日本初の「プラスサイズモデル」としてポジティブにファッションを楽しむ姿勢が共感を呼ぶ桃果愛さん。7年前まで看護師の仕事をこなしながらモデル活動を続けてきた桃果さんですが、看護学生時代はハードな実習からうつ病にかかり、視線恐怖症になったことがありました。(全2回中の1回) 

小学校に全身ピンクの洋服で登校

桃果愛さん
モデルの桃果愛さん

── 子どものころからファッションはお好きだったのですか?

 

桃果さん:そうですね。幼少期からずっとファッションが大好きで、小学生のころは毎日のコーディネートを自分で考えていました。けっこう奇抜なチョイスで、全身白やピンクの日もありました。母がエステサロンを経営していて、華やかなファッションが好きだったので、影響されている部分はあるかもしれません。全身黒といった洋服はいっさい着ない母でした。

 

── 大学では看護師の勉強をされていたそうですね。看護師を目指し始めたのはいつごろから?

 

桃果さん:実は看護師ではなく、臨床心理士になりたかったんです。 臨床心理士になるには大学院まで進学する必要があったので、まず大学ではカウンセリングにも通じる医療の道を学ぼうと看護学科に進みました。自分が幼いころ、扁桃腺が腫れてよく熱を出す子どもだったので、看護師さんに対する憧れも少しあったのだと思います。大学院まで行って臨床心理士になるのが大変だったとしても、看護師なら手に職がつけられるから生活に困らないだろうという気持ちもありました。

==============================

▸ **必要な作業 A**:
桃果愛さんのインタビュー記事について、次の問いに答えよ。
(i) 小学生のころの桃果さんには、全身何色の服を着た日があったか。
(ii) 桃果さんの母親はどんな仕事をしていたか。
(iii) 桃果さんが本当になりたかった職業は何か。
▸ **必要な作業 B**:
桃果愛さんのインタビュー記事の続きを、最後の文の後から書き進めよ。
下のデータ行は、この桃果愛さんのインタビュー記事とは関係がない。

抽出されたデータ項目:
==============================

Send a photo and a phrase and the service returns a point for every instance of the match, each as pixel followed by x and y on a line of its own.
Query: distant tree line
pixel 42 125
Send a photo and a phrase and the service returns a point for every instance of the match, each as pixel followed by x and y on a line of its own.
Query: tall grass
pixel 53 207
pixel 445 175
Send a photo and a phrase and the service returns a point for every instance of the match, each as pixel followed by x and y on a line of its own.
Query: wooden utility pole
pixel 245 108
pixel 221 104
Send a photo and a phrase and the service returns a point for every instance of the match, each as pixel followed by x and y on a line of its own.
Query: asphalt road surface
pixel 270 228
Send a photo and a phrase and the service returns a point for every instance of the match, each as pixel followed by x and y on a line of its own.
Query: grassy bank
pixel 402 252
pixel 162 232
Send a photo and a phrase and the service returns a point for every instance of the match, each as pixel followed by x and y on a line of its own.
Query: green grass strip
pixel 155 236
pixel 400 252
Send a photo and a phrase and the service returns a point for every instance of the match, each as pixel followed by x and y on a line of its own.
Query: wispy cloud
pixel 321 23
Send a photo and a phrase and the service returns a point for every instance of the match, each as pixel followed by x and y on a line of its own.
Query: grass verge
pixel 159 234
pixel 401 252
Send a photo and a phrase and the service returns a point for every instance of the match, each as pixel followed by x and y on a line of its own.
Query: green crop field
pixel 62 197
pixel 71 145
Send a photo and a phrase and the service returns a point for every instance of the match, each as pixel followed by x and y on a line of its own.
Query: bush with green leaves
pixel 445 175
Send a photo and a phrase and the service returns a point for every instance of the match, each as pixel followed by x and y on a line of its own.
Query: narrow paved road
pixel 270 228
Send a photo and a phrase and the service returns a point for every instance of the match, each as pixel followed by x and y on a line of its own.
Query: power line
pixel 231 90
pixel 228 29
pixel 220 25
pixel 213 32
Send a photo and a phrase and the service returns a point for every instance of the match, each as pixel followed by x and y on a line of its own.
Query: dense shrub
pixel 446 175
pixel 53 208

==============================

▸ **作業の解答 A**:
(i) 全身白やピンクの服を着た日があった。
(ii) エステサロンを経営していた。
(iii) 臨床心理士である。

▸ **作業の解答 B**:
── 手に職をつけたほうがいいというのはお母さんからのアドバイスですか?

 

桃果さん:そうですね。私は母子家庭で育ったのですが、子育てしながらエステサロンを経営し始めたころはすごく大変だったと母から聞いていました。なので看護師のように手に職があったほうが将来的に困らないだろうという気持ちはあったようです。母は「自分の人生だから自分の好きなように生きなさい」という人でした。「勉強しなさい」と言われたことはほとんどなくて、人とのコミュニケーションや関係性を大切にしなさいという教育方針でした。

 

── お母さんが起業されているので、後にご自身も起業することへの抵抗感が少なかったでしょうか?

 

桃果さん:そうかも知れません。両親は私が1歳のころに離婚しましたが、父も大阪でエステサロンを経営していますし、自営業が多い家系なんです。会社員より自分でやりたいことをするほうが身近でしたし、自分の将来像として描きやすかったと思います。離婚はしましたが、父とも会っていましたし、親子関係は良好でした。

ある日突然、玄関から出られなくなった

桃果愛さん
うつ病の薬の副作用で30kg増え、人生のピーク体重を記録したころ

── 看護学生時代にうつ病にかかった経緯を教えてください。

 

桃果さん:大学3年生の終わりごろにうつ病になりました。看護大学の3年生は、1年間ずっと病院で実習をするのですが、それがすごくハードなんです。実習期間中は毎日レポートなどの提出物があり、帰宅してからそれをこなしていると、睡眠時間は3時間程度。また、その当時のことなのですが、実習先の看護師さんが学生にやさしくする余裕がないのか、あいさつしても返事がなく、今でいうパワハラ的な冷たい態度を取られることがあって…。看護師のイメージが大きく崩れて衝撃を受けました。

 

そんな実習のストレスと睡眠不足が重なって、ある日突然、学校に行けなくなったんです。本当に突然、玄関から足が一歩も進まず、ドアを開けることができませんでした。最初は1日、2日休んだら元気になるかなと思ったのですが、日が経つほどに外に出ようという気力がなくなりました。大学の単位はギリギリたりていたので進級はできそうでしたが、母が私に無理をさせたくないと言ってくれたこともあり、1年間休学することになりました。

 

──「無理をさせたくない」と休学をさせてくれたお母さんが素晴らしいですね。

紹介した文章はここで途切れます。